> Stated goal
Each entry in the listing below should be restated word for word.

Point placement records

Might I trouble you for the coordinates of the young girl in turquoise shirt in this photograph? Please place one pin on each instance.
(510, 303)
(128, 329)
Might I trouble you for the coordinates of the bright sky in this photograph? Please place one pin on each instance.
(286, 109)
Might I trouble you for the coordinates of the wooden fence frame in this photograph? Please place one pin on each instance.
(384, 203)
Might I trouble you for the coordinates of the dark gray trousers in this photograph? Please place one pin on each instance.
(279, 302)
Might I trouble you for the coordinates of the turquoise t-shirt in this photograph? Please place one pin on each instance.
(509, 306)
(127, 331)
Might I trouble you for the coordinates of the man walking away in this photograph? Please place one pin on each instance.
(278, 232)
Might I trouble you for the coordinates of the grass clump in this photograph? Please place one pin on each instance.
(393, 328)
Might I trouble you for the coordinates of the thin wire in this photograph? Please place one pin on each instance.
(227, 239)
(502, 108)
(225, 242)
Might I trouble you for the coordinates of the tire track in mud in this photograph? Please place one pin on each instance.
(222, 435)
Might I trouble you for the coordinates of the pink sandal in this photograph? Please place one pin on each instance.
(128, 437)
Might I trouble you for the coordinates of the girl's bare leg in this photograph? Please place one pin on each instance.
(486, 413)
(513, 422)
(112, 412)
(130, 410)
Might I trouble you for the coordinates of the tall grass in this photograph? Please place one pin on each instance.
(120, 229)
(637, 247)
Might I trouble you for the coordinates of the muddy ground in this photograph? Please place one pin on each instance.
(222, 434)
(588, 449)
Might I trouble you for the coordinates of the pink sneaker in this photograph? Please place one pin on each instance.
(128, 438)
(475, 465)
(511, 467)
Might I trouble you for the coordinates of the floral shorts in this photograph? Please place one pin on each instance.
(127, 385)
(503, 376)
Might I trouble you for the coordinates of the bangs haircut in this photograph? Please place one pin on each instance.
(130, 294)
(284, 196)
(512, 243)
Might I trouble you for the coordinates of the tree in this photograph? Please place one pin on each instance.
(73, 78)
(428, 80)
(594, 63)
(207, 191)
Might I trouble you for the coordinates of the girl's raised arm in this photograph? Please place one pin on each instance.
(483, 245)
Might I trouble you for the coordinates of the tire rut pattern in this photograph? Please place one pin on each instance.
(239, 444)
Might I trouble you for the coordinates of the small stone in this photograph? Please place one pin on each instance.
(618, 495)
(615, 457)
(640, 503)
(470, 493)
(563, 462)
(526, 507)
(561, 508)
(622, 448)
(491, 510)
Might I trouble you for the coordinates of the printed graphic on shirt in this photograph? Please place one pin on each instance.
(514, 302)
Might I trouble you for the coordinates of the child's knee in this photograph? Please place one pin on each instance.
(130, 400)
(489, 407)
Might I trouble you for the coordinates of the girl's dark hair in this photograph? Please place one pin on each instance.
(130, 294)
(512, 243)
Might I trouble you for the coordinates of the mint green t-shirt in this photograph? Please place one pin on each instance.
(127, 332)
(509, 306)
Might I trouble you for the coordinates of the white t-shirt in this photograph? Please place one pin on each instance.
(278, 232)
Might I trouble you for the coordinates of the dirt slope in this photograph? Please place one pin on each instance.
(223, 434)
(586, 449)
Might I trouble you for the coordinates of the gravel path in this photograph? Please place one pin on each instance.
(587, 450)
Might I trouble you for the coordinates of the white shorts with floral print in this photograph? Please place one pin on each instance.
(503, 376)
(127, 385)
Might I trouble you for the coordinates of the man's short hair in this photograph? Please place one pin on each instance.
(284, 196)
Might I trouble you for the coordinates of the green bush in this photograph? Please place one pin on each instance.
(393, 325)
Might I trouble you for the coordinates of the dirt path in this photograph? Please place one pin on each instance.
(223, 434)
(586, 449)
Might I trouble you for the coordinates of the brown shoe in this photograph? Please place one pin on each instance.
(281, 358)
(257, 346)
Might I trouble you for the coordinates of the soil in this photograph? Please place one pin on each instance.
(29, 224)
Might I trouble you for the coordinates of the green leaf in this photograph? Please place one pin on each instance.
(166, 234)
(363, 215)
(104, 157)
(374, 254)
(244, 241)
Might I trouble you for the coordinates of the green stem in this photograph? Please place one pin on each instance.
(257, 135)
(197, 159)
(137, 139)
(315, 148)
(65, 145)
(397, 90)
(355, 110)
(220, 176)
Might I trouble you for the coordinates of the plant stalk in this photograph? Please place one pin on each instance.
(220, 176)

> Output of the task
Might I trouble you for the coordinates of the young girl in turquoise shirt in this photograph? Please place one pin on each instance.
(510, 303)
(128, 329)
Might I trouble you for the coordinates of the bright sky in this photograph? Please place one pin on each instance.
(286, 109)
Might I trouble you for the coordinates of the wooden fence frame in this photograph? Please place one pin on each instance.
(384, 203)
Might I trouble you for the coordinates of the dark gray trousers in this photograph? Please place one pin on each instance.
(279, 302)
Might I trouble you for the coordinates of the turquoise t-shirt in this photograph? Please place one pin on each instance.
(509, 306)
(127, 331)
Might I trouble you for the coordinates of the man walking away in this photograph? Please place one pin on each instance.
(278, 232)
Might I trouble you for the coordinates of the grass clump in this photograph? Please place one pin on each instance.
(393, 328)
Might I trouble you for the coordinates of the thin wire in this photograph? Please place one pin on each instance.
(227, 239)
(502, 108)
(225, 242)
Might I trouble you for the coordinates of the tire track in mud in this photograph? Please place one pin on each instance.
(222, 435)
Might I trouble you for the coordinates of the pink sandal in this photograph? Please place one pin on each instance.
(128, 437)
Might I trouble you for the coordinates of the girl's bare leg in this photograph? Please place one pin on each instance.
(486, 413)
(513, 422)
(112, 412)
(130, 410)
Might I trouble you for the coordinates of the tall grass in this photograph? Please place one pin on each instance.
(120, 229)
(637, 247)
Might I trouble you for the coordinates of the muddy ground in this photograph? Please place one pin on each instance.
(222, 434)
(588, 449)
Might I trouble you for the coordinates of the pink sneaker in this photograph? Please place one pin on each instance.
(128, 438)
(475, 465)
(511, 467)
Might I trouble you for the coordinates of the floral shorts in this photograph? Please place one pin on each instance.
(127, 385)
(503, 376)
Might I trouble you for the coordinates of the bangs haircut in this photograph? Please place one pin on each instance.
(130, 294)
(284, 196)
(512, 243)
Might I trouble you for the coordinates of the tree in this photograph? Please place one pin on each instance.
(73, 78)
(428, 80)
(594, 63)
(207, 191)
Might I trouble you for the coordinates of the girl's raised arm in this photograph? Please place one pin on each instance.
(483, 245)
Might I trouble you for the coordinates of the tire rut pattern in this photograph? Please place one pin on each instance.
(239, 444)
Might I trouble you for the coordinates of the small stone in this photograph? Please place one pin on each instance.
(618, 495)
(615, 457)
(640, 503)
(470, 493)
(563, 462)
(526, 507)
(561, 508)
(622, 448)
(491, 510)
Might I trouble you for the coordinates of the printed graphic on shirt in this photograph? Please place one pin on each instance.
(514, 302)
Might I trouble you for the coordinates of the child's knee in this photograph? Please place one pin on each instance.
(130, 400)
(489, 407)
Might I trouble you for the coordinates of the girl's dark hair in this photograph? Please place one pin on each instance.
(130, 294)
(512, 243)
Might I trouble you for the coordinates of the mint green t-shirt in this photograph? Please place one pin on each instance.
(127, 332)
(509, 306)
Might I trouble you for the coordinates of the white t-shirt in this photograph? Please place one pin on each instance.
(278, 232)
Might I trouble you for the coordinates of the dirt slope in this photograph? Please place one pin on each instance.
(223, 434)
(586, 449)
Might I trouble you for the coordinates of the gravel path in this photograph? Please place one pin on each instance.
(587, 450)
Might I trouble you for the coordinates of the white shorts with floral print in this photograph? Please place one pin on each instance.
(503, 376)
(127, 385)
Might I trouble you for the coordinates of the man's short hair in this photograph? Please place one pin on each instance.
(284, 196)
Might I trouble you for the coordinates of the green bush in this photograph? Please place one pin on each instance.
(393, 325)
Might I trouble you for the coordinates of the dirt path in this photograph? Please place one pin on each instance.
(223, 434)
(586, 449)
Might I trouble you for the coordinates of the brown shoe in this photograph? Please place one pin on each instance.
(281, 358)
(257, 346)
Might I trouble you for the coordinates of the soil in this photograph? Please place one pin on each instance.
(29, 224)
Might I trouble you for the coordinates of the green leaf in this photograph? Please place one pin on each instance.
(166, 234)
(363, 215)
(104, 157)
(374, 254)
(244, 241)
Might I trouble you for the coordinates of the green stem in this photograph? Please place one pin on each instance.
(257, 135)
(197, 159)
(137, 139)
(315, 148)
(65, 145)
(397, 90)
(355, 110)
(220, 176)
Might I trouble you for the coordinates of the plant stalk in this photograph? Please place one pin on each instance.
(220, 176)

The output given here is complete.